(Data drawn from a collection)
[START]

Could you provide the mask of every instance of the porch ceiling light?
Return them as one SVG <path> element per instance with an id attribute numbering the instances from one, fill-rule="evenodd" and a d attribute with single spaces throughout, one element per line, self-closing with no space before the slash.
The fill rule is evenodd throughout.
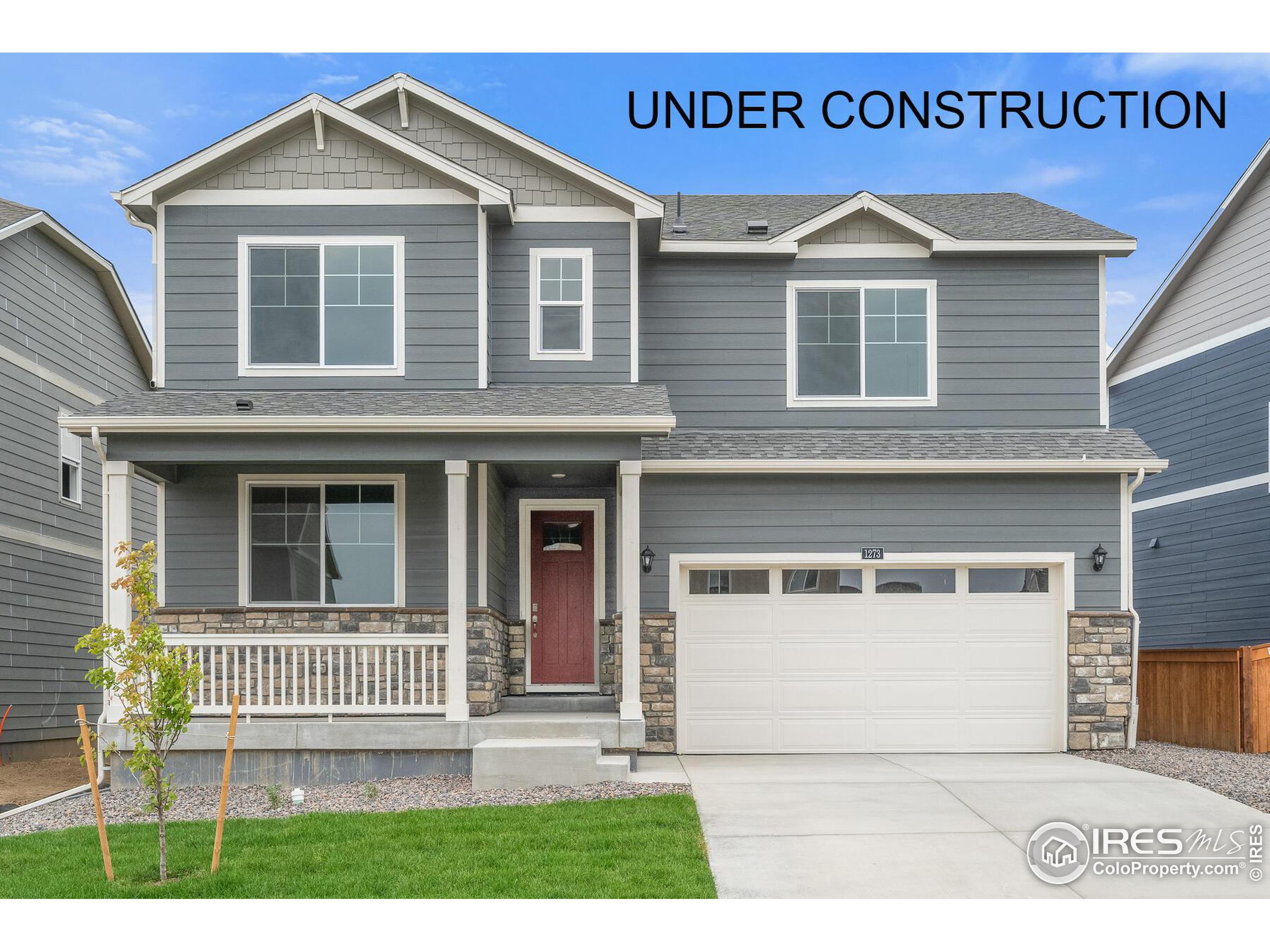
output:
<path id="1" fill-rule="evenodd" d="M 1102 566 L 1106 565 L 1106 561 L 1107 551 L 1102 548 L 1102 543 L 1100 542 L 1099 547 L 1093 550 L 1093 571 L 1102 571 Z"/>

[END]

• [What you have to do]: Collect each line of the rows above that contains the string "evenodd", treating uppercase and lowercase letters as different.

• [Solution below]:
Return them as one SVG <path> element per instance with an id attribute numbering the instances from one, fill-rule="evenodd" and a d attribute with single spaces throughout, one element per line, self-closing with no space before the slash.
The fill rule is evenodd throughout.
<path id="1" fill-rule="evenodd" d="M 1102 566 L 1106 565 L 1106 561 L 1107 551 L 1102 548 L 1102 543 L 1100 542 L 1099 547 L 1093 550 L 1093 571 L 1102 571 Z"/>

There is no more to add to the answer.